EXERCISE OBJECTIVE. Search the data below for the string "beneath" and copy all lines where it shows up.

Annotated photo localization data:
-------------------------
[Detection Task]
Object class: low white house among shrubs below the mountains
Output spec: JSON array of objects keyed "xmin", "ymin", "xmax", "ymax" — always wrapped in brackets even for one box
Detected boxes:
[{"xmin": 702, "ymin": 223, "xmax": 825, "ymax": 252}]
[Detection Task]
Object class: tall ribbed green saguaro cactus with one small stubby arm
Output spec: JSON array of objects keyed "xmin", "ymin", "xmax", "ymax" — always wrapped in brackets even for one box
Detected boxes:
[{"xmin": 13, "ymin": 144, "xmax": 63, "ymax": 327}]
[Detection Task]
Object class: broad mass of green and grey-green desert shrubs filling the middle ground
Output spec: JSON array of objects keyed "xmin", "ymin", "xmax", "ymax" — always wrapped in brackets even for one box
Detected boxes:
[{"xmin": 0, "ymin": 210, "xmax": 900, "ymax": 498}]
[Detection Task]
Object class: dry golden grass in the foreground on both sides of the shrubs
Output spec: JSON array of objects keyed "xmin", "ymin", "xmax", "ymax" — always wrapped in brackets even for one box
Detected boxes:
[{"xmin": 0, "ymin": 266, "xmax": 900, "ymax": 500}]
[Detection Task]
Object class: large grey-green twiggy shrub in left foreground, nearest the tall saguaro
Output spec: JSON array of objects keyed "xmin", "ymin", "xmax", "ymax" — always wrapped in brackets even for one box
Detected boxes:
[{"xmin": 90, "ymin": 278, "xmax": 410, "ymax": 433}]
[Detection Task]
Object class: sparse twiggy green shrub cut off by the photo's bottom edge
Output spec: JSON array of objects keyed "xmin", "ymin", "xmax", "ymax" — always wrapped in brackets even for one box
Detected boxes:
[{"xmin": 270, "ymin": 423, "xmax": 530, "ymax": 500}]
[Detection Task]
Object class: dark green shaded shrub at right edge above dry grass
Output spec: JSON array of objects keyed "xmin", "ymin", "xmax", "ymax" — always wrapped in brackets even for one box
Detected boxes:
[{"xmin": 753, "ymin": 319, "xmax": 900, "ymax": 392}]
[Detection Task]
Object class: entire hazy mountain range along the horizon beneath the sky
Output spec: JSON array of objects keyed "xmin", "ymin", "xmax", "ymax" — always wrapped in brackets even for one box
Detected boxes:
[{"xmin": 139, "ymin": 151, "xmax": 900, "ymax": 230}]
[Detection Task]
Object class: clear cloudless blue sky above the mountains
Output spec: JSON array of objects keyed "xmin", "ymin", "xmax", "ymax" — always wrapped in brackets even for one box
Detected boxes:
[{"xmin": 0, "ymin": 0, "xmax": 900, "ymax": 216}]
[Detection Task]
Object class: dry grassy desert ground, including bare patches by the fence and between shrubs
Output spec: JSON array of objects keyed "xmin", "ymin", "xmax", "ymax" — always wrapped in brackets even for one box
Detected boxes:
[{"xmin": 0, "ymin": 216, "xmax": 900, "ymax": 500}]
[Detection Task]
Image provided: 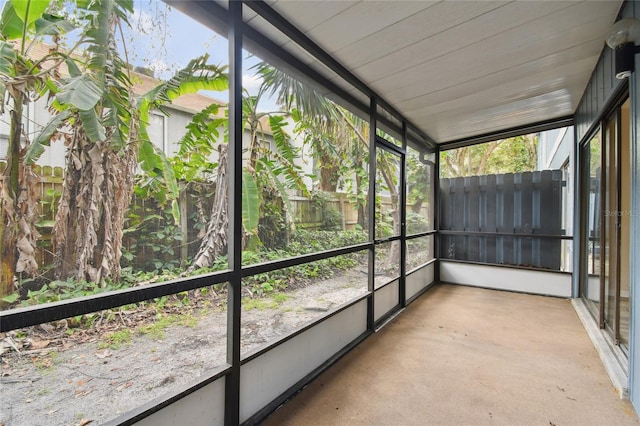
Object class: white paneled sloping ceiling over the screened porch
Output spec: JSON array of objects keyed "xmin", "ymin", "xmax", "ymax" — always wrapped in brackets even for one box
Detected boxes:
[{"xmin": 254, "ymin": 0, "xmax": 622, "ymax": 143}]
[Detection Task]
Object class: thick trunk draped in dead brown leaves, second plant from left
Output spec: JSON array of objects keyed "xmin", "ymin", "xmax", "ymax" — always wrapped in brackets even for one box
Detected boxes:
[{"xmin": 53, "ymin": 125, "xmax": 137, "ymax": 282}]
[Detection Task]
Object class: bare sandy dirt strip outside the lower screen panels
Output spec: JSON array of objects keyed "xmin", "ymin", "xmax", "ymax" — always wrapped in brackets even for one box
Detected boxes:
[{"xmin": 0, "ymin": 267, "xmax": 376, "ymax": 426}]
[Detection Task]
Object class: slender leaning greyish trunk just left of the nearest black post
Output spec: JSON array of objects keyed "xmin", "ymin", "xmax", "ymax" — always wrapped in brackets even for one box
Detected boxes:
[{"xmin": 186, "ymin": 144, "xmax": 229, "ymax": 273}]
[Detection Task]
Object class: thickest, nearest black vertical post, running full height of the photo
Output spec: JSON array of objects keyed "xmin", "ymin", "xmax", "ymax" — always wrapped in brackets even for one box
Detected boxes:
[{"xmin": 224, "ymin": 1, "xmax": 243, "ymax": 426}]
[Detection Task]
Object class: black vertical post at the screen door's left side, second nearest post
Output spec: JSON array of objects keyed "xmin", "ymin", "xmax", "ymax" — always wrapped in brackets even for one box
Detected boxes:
[{"xmin": 367, "ymin": 97, "xmax": 378, "ymax": 331}]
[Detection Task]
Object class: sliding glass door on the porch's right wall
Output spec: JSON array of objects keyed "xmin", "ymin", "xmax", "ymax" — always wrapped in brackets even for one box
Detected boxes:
[{"xmin": 581, "ymin": 99, "xmax": 632, "ymax": 353}]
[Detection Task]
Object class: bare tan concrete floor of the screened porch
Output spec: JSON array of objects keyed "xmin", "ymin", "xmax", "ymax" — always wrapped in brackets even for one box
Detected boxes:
[{"xmin": 263, "ymin": 285, "xmax": 639, "ymax": 426}]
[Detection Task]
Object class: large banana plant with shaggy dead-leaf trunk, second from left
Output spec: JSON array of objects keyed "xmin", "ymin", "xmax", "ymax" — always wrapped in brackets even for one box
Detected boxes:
[{"xmin": 38, "ymin": 0, "xmax": 227, "ymax": 283}]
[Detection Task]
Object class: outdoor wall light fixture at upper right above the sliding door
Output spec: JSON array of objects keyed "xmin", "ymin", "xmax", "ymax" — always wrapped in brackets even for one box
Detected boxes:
[{"xmin": 607, "ymin": 18, "xmax": 640, "ymax": 80}]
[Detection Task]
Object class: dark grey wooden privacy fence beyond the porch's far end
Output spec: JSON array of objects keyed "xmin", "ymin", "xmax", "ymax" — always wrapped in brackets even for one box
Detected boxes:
[{"xmin": 440, "ymin": 170, "xmax": 565, "ymax": 270}]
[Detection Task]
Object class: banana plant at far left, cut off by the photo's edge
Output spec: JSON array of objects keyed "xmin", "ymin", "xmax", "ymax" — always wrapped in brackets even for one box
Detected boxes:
[{"xmin": 0, "ymin": 0, "xmax": 73, "ymax": 304}]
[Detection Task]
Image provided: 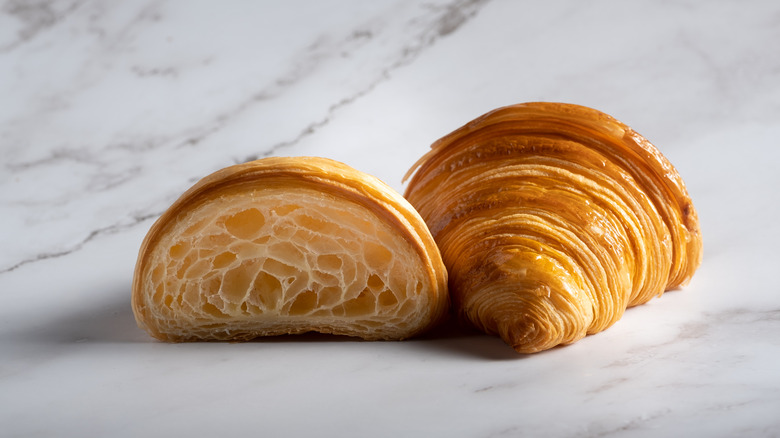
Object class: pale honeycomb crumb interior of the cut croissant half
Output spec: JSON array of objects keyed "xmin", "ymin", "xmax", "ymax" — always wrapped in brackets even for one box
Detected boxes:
[{"xmin": 141, "ymin": 188, "xmax": 431, "ymax": 340}]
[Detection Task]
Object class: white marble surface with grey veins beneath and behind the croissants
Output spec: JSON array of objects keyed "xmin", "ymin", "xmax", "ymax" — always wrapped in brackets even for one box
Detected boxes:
[{"xmin": 0, "ymin": 0, "xmax": 780, "ymax": 437}]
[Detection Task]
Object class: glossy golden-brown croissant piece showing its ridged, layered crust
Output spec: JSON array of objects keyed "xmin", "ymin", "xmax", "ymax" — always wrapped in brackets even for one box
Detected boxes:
[{"xmin": 405, "ymin": 103, "xmax": 702, "ymax": 353}]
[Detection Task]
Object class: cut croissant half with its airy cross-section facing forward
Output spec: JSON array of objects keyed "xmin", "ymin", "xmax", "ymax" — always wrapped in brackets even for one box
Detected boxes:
[{"xmin": 132, "ymin": 157, "xmax": 449, "ymax": 342}]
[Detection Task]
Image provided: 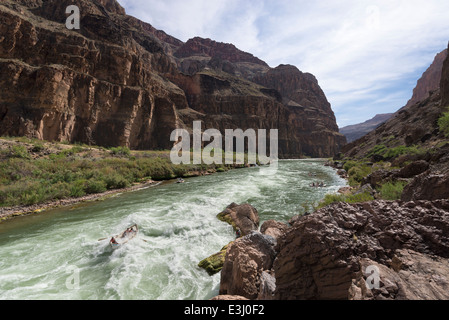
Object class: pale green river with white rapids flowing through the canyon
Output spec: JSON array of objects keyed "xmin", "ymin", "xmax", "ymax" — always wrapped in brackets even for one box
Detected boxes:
[{"xmin": 0, "ymin": 160, "xmax": 346, "ymax": 300}]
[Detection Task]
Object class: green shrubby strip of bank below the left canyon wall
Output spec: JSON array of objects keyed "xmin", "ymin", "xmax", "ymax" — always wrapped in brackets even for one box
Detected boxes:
[{"xmin": 0, "ymin": 138, "xmax": 247, "ymax": 207}]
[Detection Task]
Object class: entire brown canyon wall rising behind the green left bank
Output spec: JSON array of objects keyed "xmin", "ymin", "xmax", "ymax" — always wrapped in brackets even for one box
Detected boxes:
[{"xmin": 0, "ymin": 0, "xmax": 346, "ymax": 158}]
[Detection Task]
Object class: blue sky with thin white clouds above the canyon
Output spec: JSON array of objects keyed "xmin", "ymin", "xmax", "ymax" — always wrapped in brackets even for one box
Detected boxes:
[{"xmin": 118, "ymin": 0, "xmax": 449, "ymax": 127}]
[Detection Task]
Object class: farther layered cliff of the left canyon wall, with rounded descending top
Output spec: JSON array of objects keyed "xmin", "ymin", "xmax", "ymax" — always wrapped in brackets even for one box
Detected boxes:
[{"xmin": 170, "ymin": 38, "xmax": 346, "ymax": 158}]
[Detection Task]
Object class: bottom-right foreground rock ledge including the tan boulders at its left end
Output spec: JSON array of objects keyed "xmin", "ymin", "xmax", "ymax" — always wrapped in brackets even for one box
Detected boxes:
[{"xmin": 213, "ymin": 200, "xmax": 449, "ymax": 300}]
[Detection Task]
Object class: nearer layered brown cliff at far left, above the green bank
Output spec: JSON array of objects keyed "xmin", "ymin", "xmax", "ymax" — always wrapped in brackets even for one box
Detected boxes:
[{"xmin": 0, "ymin": 1, "xmax": 188, "ymax": 149}]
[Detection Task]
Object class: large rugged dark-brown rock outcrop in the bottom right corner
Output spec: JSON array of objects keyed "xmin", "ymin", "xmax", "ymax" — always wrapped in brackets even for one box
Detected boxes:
[{"xmin": 274, "ymin": 200, "xmax": 449, "ymax": 300}]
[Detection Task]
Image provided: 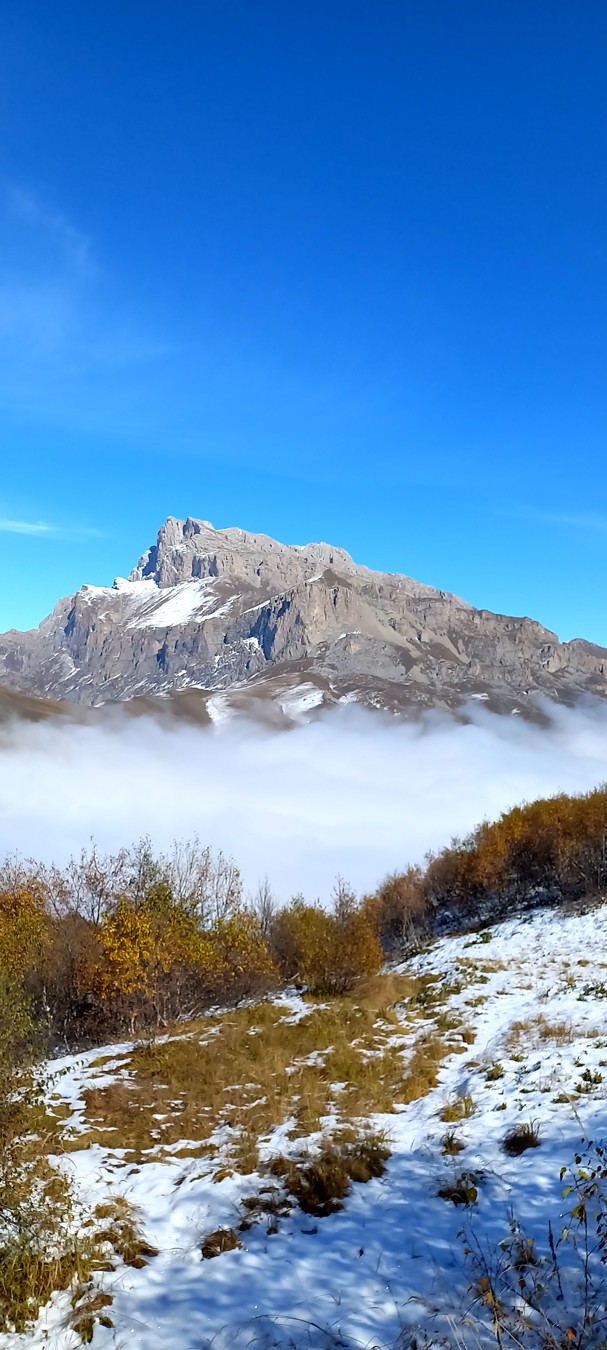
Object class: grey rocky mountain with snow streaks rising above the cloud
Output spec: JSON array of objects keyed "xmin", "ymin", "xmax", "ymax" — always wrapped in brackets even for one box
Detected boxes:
[{"xmin": 0, "ymin": 517, "xmax": 607, "ymax": 718}]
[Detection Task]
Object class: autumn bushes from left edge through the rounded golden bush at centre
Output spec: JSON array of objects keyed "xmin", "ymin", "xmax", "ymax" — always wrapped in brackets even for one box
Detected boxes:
[{"xmin": 0, "ymin": 840, "xmax": 383, "ymax": 1062}]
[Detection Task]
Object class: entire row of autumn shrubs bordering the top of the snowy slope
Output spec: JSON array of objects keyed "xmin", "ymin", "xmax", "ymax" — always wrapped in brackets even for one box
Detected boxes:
[{"xmin": 0, "ymin": 787, "xmax": 607, "ymax": 1060}]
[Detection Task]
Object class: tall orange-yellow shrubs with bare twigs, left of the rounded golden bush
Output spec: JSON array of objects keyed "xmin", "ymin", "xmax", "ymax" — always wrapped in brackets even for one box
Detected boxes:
[{"xmin": 0, "ymin": 840, "xmax": 278, "ymax": 1048}]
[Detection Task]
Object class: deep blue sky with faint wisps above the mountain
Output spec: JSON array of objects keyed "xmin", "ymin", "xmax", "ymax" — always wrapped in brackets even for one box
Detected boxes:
[{"xmin": 0, "ymin": 0, "xmax": 607, "ymax": 645}]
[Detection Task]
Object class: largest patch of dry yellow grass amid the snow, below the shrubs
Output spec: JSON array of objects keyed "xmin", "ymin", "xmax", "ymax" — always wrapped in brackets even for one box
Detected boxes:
[{"xmin": 58, "ymin": 975, "xmax": 469, "ymax": 1172}]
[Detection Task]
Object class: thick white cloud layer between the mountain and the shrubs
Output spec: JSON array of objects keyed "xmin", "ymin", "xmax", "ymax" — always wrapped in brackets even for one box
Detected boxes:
[{"xmin": 0, "ymin": 702, "xmax": 607, "ymax": 898}]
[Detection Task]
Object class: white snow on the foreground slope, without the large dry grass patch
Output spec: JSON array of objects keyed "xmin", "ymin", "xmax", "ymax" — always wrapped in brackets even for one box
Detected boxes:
[{"xmin": 9, "ymin": 907, "xmax": 607, "ymax": 1350}]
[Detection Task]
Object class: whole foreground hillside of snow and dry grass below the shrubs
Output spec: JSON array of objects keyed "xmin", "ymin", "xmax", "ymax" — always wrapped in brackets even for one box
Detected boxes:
[{"xmin": 13, "ymin": 907, "xmax": 607, "ymax": 1350}]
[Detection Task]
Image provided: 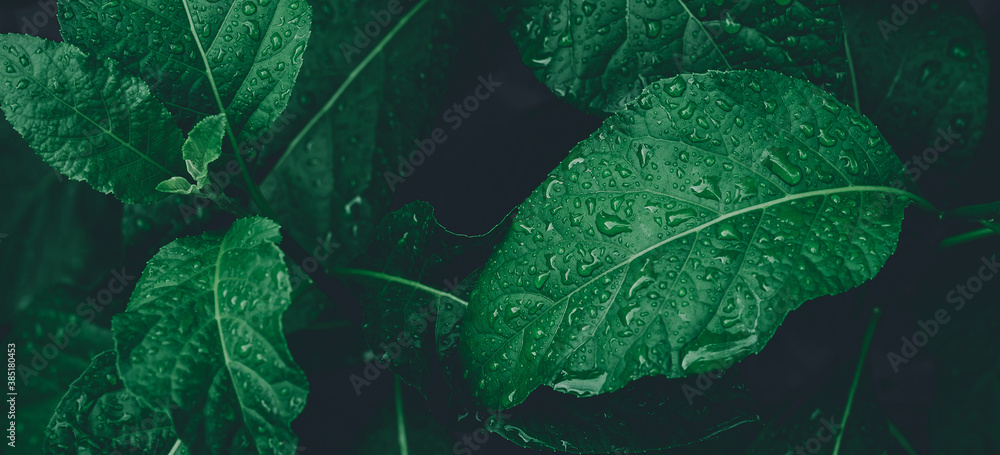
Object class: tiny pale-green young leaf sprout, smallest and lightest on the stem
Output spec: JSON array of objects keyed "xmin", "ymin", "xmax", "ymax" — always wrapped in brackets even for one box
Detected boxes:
[{"xmin": 156, "ymin": 114, "xmax": 226, "ymax": 194}]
-------------------------
WRITTEN ANSWER.
Object class: entire hazy mountain range along the horizon beneath the sky
Object class: white marble surface with grey veins beneath and behind the croissants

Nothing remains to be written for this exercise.